Start Passage shown

Thanks For The Memories

Well, finally, it’s done. What an amazing series! A dozen posts from some truly impressive guest bloggers to close out 2010.

I must confess, back when I started this little “experiment”, I never thought it would last this long or lead to so many great things. I just knew I needed some time to FINALLY finish an e-book I’d been working on for over a year, and to get some head space to think about what to do next.

Someone once told me: “If you have a blog [and you write regularly], you will think about it every single day that you have it”, and boy were they right. For the most part, that has been a good thing, as over the past year I have been able to refine what I think self-leadership is, what it looks like and how it works, and most importantly, how to get better at living it out. But sometimes it has felt like all I can do in a given week to write 1000 words about it. Just like any commitment, the discipline of blogging is not always an easy one to keep.

This break has been constructive in reminding me of why I started blogging in the first place. I wanted a way to connect with you, my friends B.B. (Before Blogging) as well as all those I have met and communicated with since beginning to blog. And I seriously could Nev. Er. have imagined the awesomeness that is you people, my favorite readers. Thank you for all of your comments and e-mails and tweets and facebook messages and posts……they are like an invisible army of good feelings and power and purpose that walk with me on this journey. I’ve missed our chats.

I’ll have plenty to say in the weeks to come about some new ideas and directions for TMP. And yet, it feels weird to just be moving on without some acknowledgement of the magnitude of work that each of our guests have done. I feel like these people came and visited my house while I was gone, and they cleaned it and fixed it up and decorated it and made it WAY BETTER than it was before, and then I come back and there is just no way I can act like the place is exactly the same.

So, Lesley, Amanda, Jeff, Anna, Pema, Erica, Lori, Adam, Siouxzie, Roy, Katz, and Sarah, THANK YOU.

Thank you for challenging us, for giving us things to think about, to laugh about, to wince about, to pray about. All I asked you to do was write 800-1000 words on a time in your life when you exercised self-leadership, and each and every one of you hit it absolutely out of the park.

Through your generous and candid writing, each of you has demonstrated some of the most essential elements of self-leadership. I don’t want to forget or overlook these, as TMP continues to build and grow. These key elements are like touchstones of what TMP is really all about, in helping people lead themselves where they want to go.

As I enter the new year and get ready for all that 2011 brings, I’m taking with me at least 5 things that my guest posters have shown me.

Item # 1: Depth. A client said one of my all-time favorite quotes to me a few weeks ago. She said: “I want to keep getting narrower and deeper, not wider and weaker.” So. Good. And these guest posters went deep, every time. Thank you, Roy, for the reminder that we need the poor more than we think. And thank you Adam and Lori and Sarah, for not letting me get away with living a superficial life. I need that encouragement to focus, to not apologize that I can’t be all things to all people all the time, that boundaries and limits are not just good but necessary, if we are to do what we are meant to do as well as it is possible to do it.

End Passage shown

Tasks to carry out:
[1] In the blog post thanking the guest bloggers, list every guest poster who is thanked by name in the paragraph headed "Item # 1: Depth."
[2] Copy the blog post thanking the guest bloggers word for word, from "Through your generous" to "want to go.".

Start Excerpted records

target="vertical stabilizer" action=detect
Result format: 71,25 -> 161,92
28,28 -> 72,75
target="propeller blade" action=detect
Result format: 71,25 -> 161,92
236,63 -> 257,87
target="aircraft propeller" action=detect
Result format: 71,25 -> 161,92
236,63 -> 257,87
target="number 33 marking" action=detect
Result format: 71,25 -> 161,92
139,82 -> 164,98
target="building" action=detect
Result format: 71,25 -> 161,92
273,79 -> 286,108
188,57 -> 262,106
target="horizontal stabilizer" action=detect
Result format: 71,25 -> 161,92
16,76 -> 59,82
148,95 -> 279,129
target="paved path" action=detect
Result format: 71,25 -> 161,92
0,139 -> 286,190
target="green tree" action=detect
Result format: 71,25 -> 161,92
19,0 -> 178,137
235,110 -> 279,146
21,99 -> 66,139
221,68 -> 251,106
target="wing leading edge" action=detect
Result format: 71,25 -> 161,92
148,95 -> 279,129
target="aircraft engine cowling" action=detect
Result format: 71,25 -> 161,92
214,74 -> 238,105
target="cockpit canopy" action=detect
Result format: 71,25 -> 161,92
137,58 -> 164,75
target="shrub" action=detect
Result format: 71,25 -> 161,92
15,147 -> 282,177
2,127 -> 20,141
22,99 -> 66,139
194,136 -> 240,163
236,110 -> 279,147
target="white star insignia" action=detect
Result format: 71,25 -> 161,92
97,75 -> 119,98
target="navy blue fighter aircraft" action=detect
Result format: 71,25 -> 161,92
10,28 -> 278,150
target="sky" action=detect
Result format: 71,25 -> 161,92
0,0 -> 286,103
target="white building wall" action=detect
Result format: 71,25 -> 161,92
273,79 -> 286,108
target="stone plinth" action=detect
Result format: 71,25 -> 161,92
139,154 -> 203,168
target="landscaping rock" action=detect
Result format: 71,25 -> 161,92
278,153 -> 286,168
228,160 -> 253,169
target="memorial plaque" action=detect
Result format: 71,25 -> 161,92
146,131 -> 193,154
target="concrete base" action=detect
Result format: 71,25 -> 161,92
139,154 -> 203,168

End Excerpted records

Results by task:
[1] Roy, Adam, Lori, Sarah

[2]
Through your generous and candid writing, each of you has demonstrated some of the most essential elements of self-leadership. I don’t want to forget or overlook these, as TMP continues to build and grow. These key elements are like touchstones of what TMP is really all about, in helping people lead themselves where they want to go.